Up until 2016, Excel for the Mac provided a handy CSV export format called “Windows CSV”, which used iso-8859-1/Windows-1252 encoding. It was reliable, handled simple extended characters like degree signs, and could be read in Ruby with code like:
CSV.foreach(file, encoding:'iso-8859-1', headers:true, skip_blanks:true) do |row| .... end
Unfortunately, support for this format was dropped in Excel 365. Many RiskAssess data files were in this format, as the earlier versions of Excel did not properly export to valid UTF-8.

## TASKS TO CARRY OUT
**a)** Please list every named option passed to CSV.foreach in the Ruby code from the Excel CSV passage above, along with the value each one is given.
**b)** Resume the Excel CSV passage above, starting right after its final sentence.

## ENTRIES SUPPLIED
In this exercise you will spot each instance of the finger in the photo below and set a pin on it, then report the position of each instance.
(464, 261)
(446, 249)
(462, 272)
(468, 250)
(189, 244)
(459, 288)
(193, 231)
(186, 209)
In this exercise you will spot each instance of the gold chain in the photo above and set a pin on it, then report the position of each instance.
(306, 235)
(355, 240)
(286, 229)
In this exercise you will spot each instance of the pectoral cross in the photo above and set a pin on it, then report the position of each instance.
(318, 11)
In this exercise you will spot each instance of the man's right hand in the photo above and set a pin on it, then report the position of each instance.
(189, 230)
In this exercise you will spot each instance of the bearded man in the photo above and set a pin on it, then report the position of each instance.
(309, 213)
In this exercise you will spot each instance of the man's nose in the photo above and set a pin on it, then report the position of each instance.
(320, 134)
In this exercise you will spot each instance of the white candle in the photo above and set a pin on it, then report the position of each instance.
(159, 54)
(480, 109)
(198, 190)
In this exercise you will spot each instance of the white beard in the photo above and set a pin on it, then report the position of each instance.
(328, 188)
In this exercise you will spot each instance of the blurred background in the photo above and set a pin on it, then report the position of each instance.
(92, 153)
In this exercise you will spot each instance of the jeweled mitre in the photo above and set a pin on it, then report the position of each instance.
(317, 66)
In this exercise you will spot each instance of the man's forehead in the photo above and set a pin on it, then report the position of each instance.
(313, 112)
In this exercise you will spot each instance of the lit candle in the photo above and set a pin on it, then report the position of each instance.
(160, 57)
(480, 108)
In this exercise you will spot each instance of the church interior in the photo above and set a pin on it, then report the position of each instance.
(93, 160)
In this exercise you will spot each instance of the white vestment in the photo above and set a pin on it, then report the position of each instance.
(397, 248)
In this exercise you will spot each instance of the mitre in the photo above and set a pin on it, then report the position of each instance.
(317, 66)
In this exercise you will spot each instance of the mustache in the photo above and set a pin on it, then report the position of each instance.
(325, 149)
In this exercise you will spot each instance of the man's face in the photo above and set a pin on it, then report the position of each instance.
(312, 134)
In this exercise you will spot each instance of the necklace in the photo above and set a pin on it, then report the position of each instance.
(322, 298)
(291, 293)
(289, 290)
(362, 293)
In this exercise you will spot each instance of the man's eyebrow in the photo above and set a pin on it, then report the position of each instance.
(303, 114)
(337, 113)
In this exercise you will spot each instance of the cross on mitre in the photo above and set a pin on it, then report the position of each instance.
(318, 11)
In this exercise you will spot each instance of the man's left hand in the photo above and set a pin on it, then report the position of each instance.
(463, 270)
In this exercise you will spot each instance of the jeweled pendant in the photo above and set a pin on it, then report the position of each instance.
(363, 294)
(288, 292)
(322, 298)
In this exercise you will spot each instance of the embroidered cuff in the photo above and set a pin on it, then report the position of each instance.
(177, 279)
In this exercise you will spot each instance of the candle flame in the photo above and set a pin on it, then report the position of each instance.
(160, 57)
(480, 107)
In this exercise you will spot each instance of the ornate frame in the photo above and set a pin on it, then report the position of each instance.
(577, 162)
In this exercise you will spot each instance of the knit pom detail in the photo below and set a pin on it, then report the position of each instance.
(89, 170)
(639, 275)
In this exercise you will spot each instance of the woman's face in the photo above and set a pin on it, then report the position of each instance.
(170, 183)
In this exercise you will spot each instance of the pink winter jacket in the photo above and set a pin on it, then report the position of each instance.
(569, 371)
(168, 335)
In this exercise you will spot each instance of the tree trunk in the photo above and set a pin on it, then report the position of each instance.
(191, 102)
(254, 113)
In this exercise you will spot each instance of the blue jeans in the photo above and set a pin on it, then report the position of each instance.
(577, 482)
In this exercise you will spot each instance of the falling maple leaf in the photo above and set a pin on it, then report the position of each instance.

## SET OF ANSWERS
**a)**
encoding: 'iso-8859-1'
headers: true
skip_blanks: true

**b)**
Excel 365 now has a Save As option of “CSV UTF-8 (Comma-delimited)”. This is UTF-8.. with a few twists! Sometimes it includes a UTF-8 format first character, and sometimes not. Sometimes it includes the UTF-8 format first character plus a BOM (byte order mark), another invisible character. According to Wikipedia “The Unicode Standard permits the BOM in UTF-8 but does not require or recommend its use”. This makes it trickier to import. Code like this:
CSV.foreach(file, encoding:'UTF-8', headers:true, skip_blanks:true) do |row| .... end
will handle the first 2 possibilities, but not the BOM. The BOM ends up as an invisible character in the data, causing trouble. It is possible to import with encoding ‘bom|utf-8’ which will handle this case. Another option is to run data through the dos2unix command (easily installed with brew) which does general tidying including removing the unnecessary BOM.
Also to watch out for, “Windows CSV” format previously used “\r” to denote new lines inside of cells. The new UTF-8 export uses “\n” for new lines inside of cells.